__Required task A__. Please copy the records word for word, starting with their first line and continuing through the line with "Target: grass verge", and leave the pictures out.

──────── Provided passage ────────

8. It is her submission that the aforesaid facts would reveal that the
plea as taken in the appeal and now taken in the petition is just an
afterthought to improve upon his case. She states, no prejudice has been
caused to the petitioner inasmuch as the petitioner was given copy of the
enquiry report, wherein all the material which was against the petitioner
including in the deposition of PWs as well as DWs were put to the
petitioner for his response and the petitioner had infact responded to it
and the enquiry cannot be vitiated on this ground. She would rely upon
the judgments of the Supreme Court reported as 2008 (9) SCC 31
Haryana Financial Corporation & Anr. vs. Kailash Chandra Ahuja,
2001 (6) SCC 392 State of Uttar Pradesh vs. Harendra Arora & Anr.,
and 1980 (3) SCC 304 Sunil Kumar Banerjee vs. State of West Bengal
& Ors. to contend, prejudice not only to be pleaded but has to be proved
which according to her in the facts the petitioner has not been able to
prove.

──────── Listed records ────────

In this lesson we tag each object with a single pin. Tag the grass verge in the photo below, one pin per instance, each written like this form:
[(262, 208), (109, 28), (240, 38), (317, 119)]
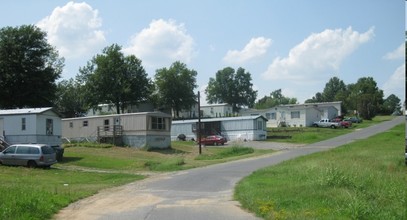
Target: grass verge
[(362, 180), (40, 193), (86, 169), (308, 135), (183, 155)]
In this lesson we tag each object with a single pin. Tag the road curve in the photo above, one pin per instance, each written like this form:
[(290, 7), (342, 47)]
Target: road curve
[(202, 193)]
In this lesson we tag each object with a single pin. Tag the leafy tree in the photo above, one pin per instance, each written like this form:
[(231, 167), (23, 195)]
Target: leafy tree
[(333, 88), (365, 97), (175, 87), (391, 105), (276, 98), (111, 77), (234, 88), (70, 100), (316, 98), (29, 68)]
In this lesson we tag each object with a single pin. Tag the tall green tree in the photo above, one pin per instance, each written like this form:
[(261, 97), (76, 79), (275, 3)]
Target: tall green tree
[(333, 89), (29, 68), (365, 97), (315, 99), (276, 98), (391, 105), (175, 87), (70, 100), (112, 78), (234, 88)]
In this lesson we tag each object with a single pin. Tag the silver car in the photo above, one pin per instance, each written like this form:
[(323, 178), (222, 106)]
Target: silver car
[(30, 155)]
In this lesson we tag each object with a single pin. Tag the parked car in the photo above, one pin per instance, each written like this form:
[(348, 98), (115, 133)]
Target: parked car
[(213, 140), (353, 119), (326, 123), (342, 123), (30, 155)]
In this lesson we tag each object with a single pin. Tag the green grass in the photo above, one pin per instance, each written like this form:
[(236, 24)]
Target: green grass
[(363, 180), (227, 153), (86, 169), (183, 155), (308, 135), (40, 193)]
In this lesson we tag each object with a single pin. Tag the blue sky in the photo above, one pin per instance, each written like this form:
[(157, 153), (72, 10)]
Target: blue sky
[(293, 45)]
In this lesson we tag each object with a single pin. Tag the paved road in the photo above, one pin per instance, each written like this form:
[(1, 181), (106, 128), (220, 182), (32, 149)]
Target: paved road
[(202, 193)]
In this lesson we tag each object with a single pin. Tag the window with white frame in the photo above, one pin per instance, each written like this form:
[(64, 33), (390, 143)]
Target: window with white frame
[(259, 125), (23, 124), (49, 126), (157, 123), (295, 114)]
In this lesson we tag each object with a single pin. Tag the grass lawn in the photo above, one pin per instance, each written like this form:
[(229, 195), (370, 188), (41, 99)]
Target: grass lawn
[(362, 180), (308, 135), (40, 193), (182, 155)]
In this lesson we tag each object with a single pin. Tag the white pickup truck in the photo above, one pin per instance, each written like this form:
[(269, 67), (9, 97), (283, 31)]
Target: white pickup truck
[(326, 123)]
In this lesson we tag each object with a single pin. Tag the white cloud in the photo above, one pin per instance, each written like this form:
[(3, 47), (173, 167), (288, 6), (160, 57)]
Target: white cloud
[(74, 30), (256, 48), (162, 43), (319, 54), (398, 53), (396, 83)]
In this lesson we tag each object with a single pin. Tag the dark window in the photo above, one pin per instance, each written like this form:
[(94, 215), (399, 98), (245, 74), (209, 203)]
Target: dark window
[(158, 123), (23, 150), (106, 123), (10, 150), (295, 114), (50, 126), (23, 124), (47, 150)]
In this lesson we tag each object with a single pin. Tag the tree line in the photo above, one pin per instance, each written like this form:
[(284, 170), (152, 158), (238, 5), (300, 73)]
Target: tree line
[(362, 98), (30, 69)]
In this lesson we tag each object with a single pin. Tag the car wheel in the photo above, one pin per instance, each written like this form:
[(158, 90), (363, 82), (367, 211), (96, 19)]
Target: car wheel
[(31, 164)]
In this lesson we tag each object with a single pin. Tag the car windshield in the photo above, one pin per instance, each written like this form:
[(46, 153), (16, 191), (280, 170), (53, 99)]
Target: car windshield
[(47, 150)]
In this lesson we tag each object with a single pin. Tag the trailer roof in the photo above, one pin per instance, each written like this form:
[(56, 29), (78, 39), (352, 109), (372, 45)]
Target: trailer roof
[(250, 117), (24, 111)]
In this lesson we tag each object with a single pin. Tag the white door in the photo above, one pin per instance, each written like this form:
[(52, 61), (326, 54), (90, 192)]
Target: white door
[(1, 127)]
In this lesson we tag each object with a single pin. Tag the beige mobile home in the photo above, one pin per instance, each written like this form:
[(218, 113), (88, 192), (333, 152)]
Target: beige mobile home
[(145, 129), (30, 125)]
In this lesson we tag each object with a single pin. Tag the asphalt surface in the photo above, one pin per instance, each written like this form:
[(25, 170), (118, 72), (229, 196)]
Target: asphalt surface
[(202, 193)]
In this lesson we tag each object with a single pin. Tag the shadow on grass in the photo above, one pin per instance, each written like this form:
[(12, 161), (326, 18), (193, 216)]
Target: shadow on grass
[(168, 151), (69, 159)]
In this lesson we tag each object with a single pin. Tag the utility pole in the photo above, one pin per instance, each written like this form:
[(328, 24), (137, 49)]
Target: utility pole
[(199, 123)]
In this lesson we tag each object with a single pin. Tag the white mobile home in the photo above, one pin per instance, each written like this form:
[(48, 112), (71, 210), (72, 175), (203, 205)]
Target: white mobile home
[(293, 116), (297, 115), (144, 129), (233, 128), (30, 125)]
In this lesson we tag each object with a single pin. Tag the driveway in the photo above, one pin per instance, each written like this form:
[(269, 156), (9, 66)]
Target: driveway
[(202, 193)]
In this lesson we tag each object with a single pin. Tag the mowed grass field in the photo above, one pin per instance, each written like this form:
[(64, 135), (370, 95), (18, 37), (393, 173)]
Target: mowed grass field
[(362, 180), (89, 168), (40, 193)]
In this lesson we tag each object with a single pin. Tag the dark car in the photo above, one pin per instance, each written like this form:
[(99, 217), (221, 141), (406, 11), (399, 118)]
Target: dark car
[(354, 119), (213, 140)]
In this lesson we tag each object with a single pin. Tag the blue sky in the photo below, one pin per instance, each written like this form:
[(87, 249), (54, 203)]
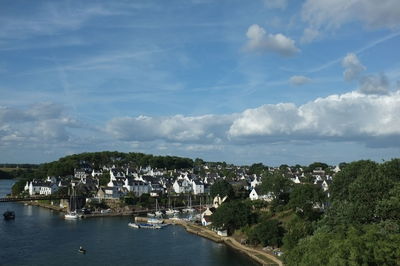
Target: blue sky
[(272, 81)]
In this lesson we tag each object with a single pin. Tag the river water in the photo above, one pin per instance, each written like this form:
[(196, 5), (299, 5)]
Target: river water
[(40, 236)]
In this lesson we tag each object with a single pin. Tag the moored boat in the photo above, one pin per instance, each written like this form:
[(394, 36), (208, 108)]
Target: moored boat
[(134, 225), (9, 215)]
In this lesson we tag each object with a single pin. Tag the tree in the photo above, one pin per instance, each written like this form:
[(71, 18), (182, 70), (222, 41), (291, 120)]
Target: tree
[(277, 184), (232, 215), (268, 232), (296, 229), (304, 198), (222, 188)]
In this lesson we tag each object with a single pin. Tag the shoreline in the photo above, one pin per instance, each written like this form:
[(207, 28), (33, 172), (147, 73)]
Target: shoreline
[(261, 257), (258, 256)]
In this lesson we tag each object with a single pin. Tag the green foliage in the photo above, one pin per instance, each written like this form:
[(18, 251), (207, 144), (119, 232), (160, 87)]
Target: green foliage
[(315, 165), (296, 229), (362, 225), (5, 175), (267, 233), (18, 187), (389, 207), (222, 188), (304, 197), (257, 168), (104, 179), (366, 245), (278, 184), (233, 215)]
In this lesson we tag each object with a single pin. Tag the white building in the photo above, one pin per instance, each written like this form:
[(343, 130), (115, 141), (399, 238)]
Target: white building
[(197, 187)]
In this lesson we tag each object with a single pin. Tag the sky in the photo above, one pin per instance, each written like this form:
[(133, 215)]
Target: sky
[(271, 81)]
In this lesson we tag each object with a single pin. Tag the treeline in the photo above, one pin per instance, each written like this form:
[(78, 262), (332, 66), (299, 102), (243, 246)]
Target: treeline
[(358, 224), (362, 224), (66, 165)]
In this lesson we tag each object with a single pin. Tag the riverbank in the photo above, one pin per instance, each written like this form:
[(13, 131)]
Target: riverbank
[(257, 255)]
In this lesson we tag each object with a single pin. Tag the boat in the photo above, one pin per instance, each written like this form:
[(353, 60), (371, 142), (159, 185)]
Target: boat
[(189, 206), (170, 211), (9, 215), (150, 226), (82, 250), (155, 221), (134, 225), (145, 226), (72, 214), (157, 213)]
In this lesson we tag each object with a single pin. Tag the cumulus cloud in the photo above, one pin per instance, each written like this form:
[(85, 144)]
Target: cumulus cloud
[(299, 80), (352, 66), (349, 116), (374, 84), (271, 4), (42, 122), (332, 14), (260, 41), (309, 35), (354, 116)]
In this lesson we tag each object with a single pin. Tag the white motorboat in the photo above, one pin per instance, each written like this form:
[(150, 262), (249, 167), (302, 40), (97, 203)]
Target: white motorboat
[(134, 225)]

────────

__Required task B__. Rewrite the paragraph of the judgment excerpt beginning "8. It is her submission" as a short list of its main points.

__Task answer A__.
In this lesson we tag each object with a single pin. Tag the grass verge in the photo below, one pin per instance, each written like this form:
[(262, 208), (109, 28), (240, 38), (317, 119)]
Target: grass verge

__Task answer B__.
- She submits that the plea taken in the appeal and now in the petition is an afterthought to improve upon the case.
- She states that no prejudice was caused to the petitioner. He received a copy of the enquiry report, which put all material against him to him for his response, including the depositions of PWs and DWs. He did respond to it.
- On that basis, the enquiry cannot be vitiated on this ground.
- She relies on these Supreme Court judgments:
  - 2008 (9) SCC 31 Haryana Financial Corporation & Anr. vs. Kailash Chandra Ahuja
  - 2001 (6) SCC 392 State of Uttar Pradesh vs. Harendra Arora & Anr.
  - 1980 (3) SCC 304 Sunil Kumar Banerjee vs. State of West Bengal & Ors.
- She cites them to contend that prejudice must be both pleaded and proved. In her view, the petitioner has not been able to prove it on the facts.